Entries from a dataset
— BEGIN —

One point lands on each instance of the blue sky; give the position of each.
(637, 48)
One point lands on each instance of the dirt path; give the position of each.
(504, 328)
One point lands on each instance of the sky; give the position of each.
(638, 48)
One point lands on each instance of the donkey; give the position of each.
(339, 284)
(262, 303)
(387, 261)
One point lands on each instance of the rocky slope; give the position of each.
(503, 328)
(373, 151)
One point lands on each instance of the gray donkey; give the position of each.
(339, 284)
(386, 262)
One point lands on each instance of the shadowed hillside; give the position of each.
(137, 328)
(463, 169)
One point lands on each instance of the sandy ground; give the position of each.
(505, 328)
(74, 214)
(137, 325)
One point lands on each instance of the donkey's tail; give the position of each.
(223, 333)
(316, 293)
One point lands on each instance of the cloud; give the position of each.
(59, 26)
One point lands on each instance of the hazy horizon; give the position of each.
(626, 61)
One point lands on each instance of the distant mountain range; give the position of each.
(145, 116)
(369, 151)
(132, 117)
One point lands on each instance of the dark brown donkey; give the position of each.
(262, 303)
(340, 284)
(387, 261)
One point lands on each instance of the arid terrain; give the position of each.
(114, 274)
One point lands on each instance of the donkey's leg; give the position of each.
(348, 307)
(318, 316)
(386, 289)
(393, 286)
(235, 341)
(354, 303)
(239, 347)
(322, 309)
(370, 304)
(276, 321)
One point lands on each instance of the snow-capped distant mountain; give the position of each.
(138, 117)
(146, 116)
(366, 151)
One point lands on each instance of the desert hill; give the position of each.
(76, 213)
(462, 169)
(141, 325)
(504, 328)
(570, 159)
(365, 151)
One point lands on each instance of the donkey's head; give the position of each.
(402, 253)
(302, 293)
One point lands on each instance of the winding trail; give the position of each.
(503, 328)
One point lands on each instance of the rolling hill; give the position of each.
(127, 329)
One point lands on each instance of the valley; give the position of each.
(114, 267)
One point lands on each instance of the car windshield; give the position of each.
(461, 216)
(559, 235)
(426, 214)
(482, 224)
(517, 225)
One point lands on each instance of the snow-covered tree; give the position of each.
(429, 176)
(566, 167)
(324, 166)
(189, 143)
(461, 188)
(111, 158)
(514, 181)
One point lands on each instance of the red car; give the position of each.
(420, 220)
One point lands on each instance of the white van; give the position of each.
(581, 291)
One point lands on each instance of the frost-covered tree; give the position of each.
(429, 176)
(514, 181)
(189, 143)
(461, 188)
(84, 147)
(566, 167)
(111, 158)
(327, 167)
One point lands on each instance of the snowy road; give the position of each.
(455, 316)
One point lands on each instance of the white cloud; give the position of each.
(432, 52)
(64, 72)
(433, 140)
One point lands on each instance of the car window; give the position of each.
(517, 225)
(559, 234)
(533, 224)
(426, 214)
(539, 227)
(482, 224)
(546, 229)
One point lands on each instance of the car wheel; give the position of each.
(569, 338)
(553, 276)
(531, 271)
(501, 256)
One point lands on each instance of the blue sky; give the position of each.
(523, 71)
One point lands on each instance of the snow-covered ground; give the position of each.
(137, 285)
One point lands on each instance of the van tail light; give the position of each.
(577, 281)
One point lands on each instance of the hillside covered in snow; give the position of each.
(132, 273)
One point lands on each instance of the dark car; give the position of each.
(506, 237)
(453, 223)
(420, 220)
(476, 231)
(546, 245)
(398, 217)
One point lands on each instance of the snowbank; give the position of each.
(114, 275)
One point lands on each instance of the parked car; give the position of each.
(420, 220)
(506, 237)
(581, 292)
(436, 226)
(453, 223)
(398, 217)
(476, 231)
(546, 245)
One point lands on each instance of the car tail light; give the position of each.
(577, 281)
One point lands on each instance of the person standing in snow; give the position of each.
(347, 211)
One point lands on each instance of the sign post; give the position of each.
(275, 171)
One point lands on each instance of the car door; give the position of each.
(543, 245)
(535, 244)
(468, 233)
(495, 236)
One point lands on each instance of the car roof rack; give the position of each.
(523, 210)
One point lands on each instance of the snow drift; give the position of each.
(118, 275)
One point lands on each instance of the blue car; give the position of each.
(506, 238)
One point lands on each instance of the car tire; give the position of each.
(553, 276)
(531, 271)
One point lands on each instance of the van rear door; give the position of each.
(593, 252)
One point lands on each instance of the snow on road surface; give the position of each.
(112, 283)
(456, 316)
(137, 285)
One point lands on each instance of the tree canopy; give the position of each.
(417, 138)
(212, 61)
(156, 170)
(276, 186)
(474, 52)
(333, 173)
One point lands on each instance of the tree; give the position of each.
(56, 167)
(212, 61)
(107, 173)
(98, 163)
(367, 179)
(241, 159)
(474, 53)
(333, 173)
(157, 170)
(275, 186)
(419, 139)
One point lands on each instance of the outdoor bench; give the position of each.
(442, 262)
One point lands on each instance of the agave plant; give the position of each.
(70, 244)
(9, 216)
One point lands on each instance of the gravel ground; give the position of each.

— END —

Print the whole listing again, exactly.

One point lands on each instance of the blue sky; give the position of each.
(637, 48)
One point lands on each instance of the dirt path; give the position of each.
(504, 328)
One point lands on each instance of the sky; give the position of each.
(638, 48)
One point lands on each instance of the donkey; give the position of each.
(339, 284)
(262, 303)
(387, 261)
One point lands on each instance of the rocky slope; give the position of each.
(503, 328)
(373, 151)
One point lands on each instance of the gray donkey; give the position of each.
(339, 284)
(386, 262)
One point lands on each instance of the shadowed hillside; give the position of each.
(137, 328)
(463, 169)
One point lands on each instance of the sandy ground; give the position of each.
(505, 328)
(74, 214)
(137, 325)
One point lands on each instance of the donkey's tail; give the position of each.
(223, 333)
(316, 293)
One point lands on each instance of the cloud; give the position of each.
(59, 26)
One point lands on each instance of the hazy horizon; give the position of each.
(626, 61)
One point lands on each instance of the distant mountain range; give the position of each.
(145, 116)
(369, 151)
(132, 117)
One point lands on each instance of the dark brown donkey; give the position of each.
(262, 303)
(340, 284)
(387, 261)
One point lands on each instance of the arid terrain; give the position of each.
(114, 274)
One point lands on each instance of the donkey's leg; give the position of each.
(348, 307)
(318, 316)
(386, 289)
(393, 286)
(235, 341)
(354, 303)
(239, 347)
(322, 309)
(370, 304)
(276, 321)
One point lands on each instance of the snow-capped distant mountain; give the position of each.
(138, 117)
(146, 116)
(366, 151)
One point lands on each instance of the desert hill; give the position of each.
(76, 213)
(462, 169)
(141, 325)
(504, 328)
(570, 159)
(365, 151)
One point lands on each instance of the donkey's head; give the position of each.
(402, 253)
(302, 293)
One point lands on each instance of the winding trail; give the position of each.
(503, 328)
One point lands on each instance of the rolling hill; give the position of each.
(127, 329)
One point lands on each instance of the valley; give the position of each.
(114, 267)
One point lands on each instance of the car windshield; give the position of each.
(461, 216)
(559, 235)
(426, 214)
(482, 224)
(517, 225)
One point lands on each instance of the snow-covered tree; give the position of each.
(429, 176)
(566, 167)
(324, 166)
(189, 143)
(461, 188)
(111, 158)
(514, 181)
One point lands on each instance of the red car; give the position of each.
(420, 220)
One point lands on each instance of the white van; give the position of each.
(581, 291)
One point lands on each instance of the frost-covered tree; give the position of each.
(429, 176)
(514, 181)
(189, 143)
(461, 188)
(84, 147)
(566, 167)
(111, 158)
(327, 167)
One point lands on each instance of the snowy road; give the position of each.
(455, 316)
One point lands on each instance of the white cloud; give the position of each.
(432, 52)
(64, 72)
(433, 140)
One point lands on each instance of the car window; give the position of each.
(517, 225)
(559, 234)
(533, 224)
(426, 214)
(539, 227)
(482, 224)
(546, 229)
One point lands on each instance of the car wheel; give the position of each.
(569, 338)
(553, 276)
(531, 271)
(501, 256)
One point lands on each instance of the blue sky; give the position of each.
(523, 71)
One point lands on each instance of the snow-covered ground; give the position of each.
(137, 285)
One point lands on each instance of the van tail light; give the position of each.
(577, 281)
One point lands on each instance of the hillside covered in snow; give the position of each.
(132, 273)
One point lands on each instance of the dark car; give the position of each.
(506, 237)
(453, 223)
(420, 220)
(476, 231)
(546, 245)
(398, 217)
One point lands on each instance of the snowbank; give the position of each.
(114, 275)
One point lands on each instance of the parked car; give the position of each.
(420, 220)
(506, 237)
(581, 292)
(436, 226)
(453, 223)
(398, 217)
(476, 231)
(546, 245)
One point lands on each instance of the car tail light; give the position of each.
(577, 281)
One point lands on each instance of the person standing in snow; give the position of each.
(347, 211)
One point lands on each instance of the sign post; give the position of each.
(275, 171)
One point lands on each instance of the car door; give the position of each.
(543, 245)
(535, 244)
(468, 233)
(495, 236)
One point lands on each instance of the car roof rack; give the position of each.
(523, 210)
One point lands on each instance of the snow drift; give the position of each.
(118, 275)
One point lands on each instance of the blue car; give the position of each.
(506, 238)
One point lands on each instance of the car tire; give the position of each.
(553, 276)
(531, 271)
One point lands on each instance of the van rear door; give the position of each.
(593, 252)
One point lands on each instance of the snow on road surface; give the position of each.
(112, 283)
(456, 316)
(137, 285)
One point lands on each instance of the tree canopy; give the position of each.
(417, 138)
(212, 61)
(156, 170)
(276, 186)
(474, 52)
(333, 173)
One point lands on each instance of the tree; give the position of each.
(56, 167)
(212, 61)
(107, 173)
(98, 163)
(367, 179)
(241, 159)
(474, 53)
(333, 173)
(157, 170)
(275, 186)
(419, 139)
One point lands on each instance of the outdoor bench; give the position of each.
(442, 262)
One point lands on each instance of the agave plant; give the position of each.
(70, 244)
(9, 216)
One point lands on each instance of the gravel ground; give the position of each.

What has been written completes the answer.